─── Data ───

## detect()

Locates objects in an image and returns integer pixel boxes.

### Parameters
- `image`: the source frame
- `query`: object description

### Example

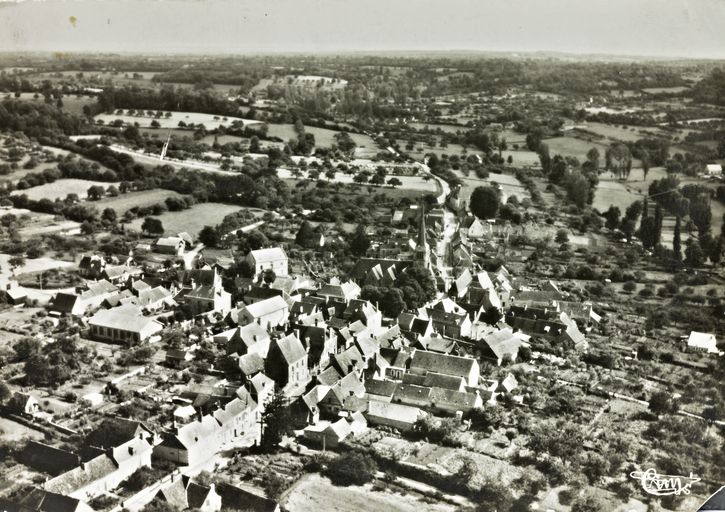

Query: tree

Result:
[86,185,105,201]
[106,185,120,197]
[649,390,677,415]
[379,288,406,317]
[673,216,682,261]
[476,475,515,512]
[349,225,370,256]
[641,148,651,181]
[653,203,663,246]
[198,226,219,247]
[586,147,600,170]
[470,186,501,220]
[639,216,657,249]
[609,143,632,180]
[295,221,318,248]
[325,452,377,486]
[260,392,289,450]
[141,217,164,236]
[555,229,569,244]
[571,491,608,512]
[685,239,705,267]
[395,266,437,309]
[101,208,117,225]
[333,132,357,155]
[0,380,10,405]
[603,206,620,231]
[8,255,25,271]
[263,269,276,284]
[387,177,402,188]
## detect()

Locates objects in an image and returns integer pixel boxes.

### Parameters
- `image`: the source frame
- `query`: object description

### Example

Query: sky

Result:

───

| To do |
Omit the pictures and reproduce the records above exactly.

| Task response |
## detect()

Locates objects in an image and returns integer pixel boxes.

### Parameters
- `image`: the source frame
- `query`: object description

### Example


Query: tree

Result:
[86,185,105,201]
[106,185,120,197]
[649,390,677,415]
[379,288,406,317]
[673,216,682,261]
[476,475,515,512]
[349,225,370,256]
[641,148,651,181]
[653,203,663,246]
[198,226,219,247]
[586,147,600,170]
[470,186,501,220]
[639,216,657,249]
[609,143,632,180]
[295,221,318,248]
[325,452,377,486]
[260,392,289,450]
[141,217,164,236]
[555,229,569,244]
[571,491,608,512]
[685,239,705,267]
[395,266,437,309]
[101,208,117,225]
[333,132,357,155]
[0,380,10,405]
[603,206,620,231]
[8,255,25,271]
[263,269,276,284]
[387,177,402,188]
## detect()

Locates objects in an image and returns integer pixel boxes.

### Parameters
- `image`: the source frame
- `query`: object description

### Example

Query: sky

Result:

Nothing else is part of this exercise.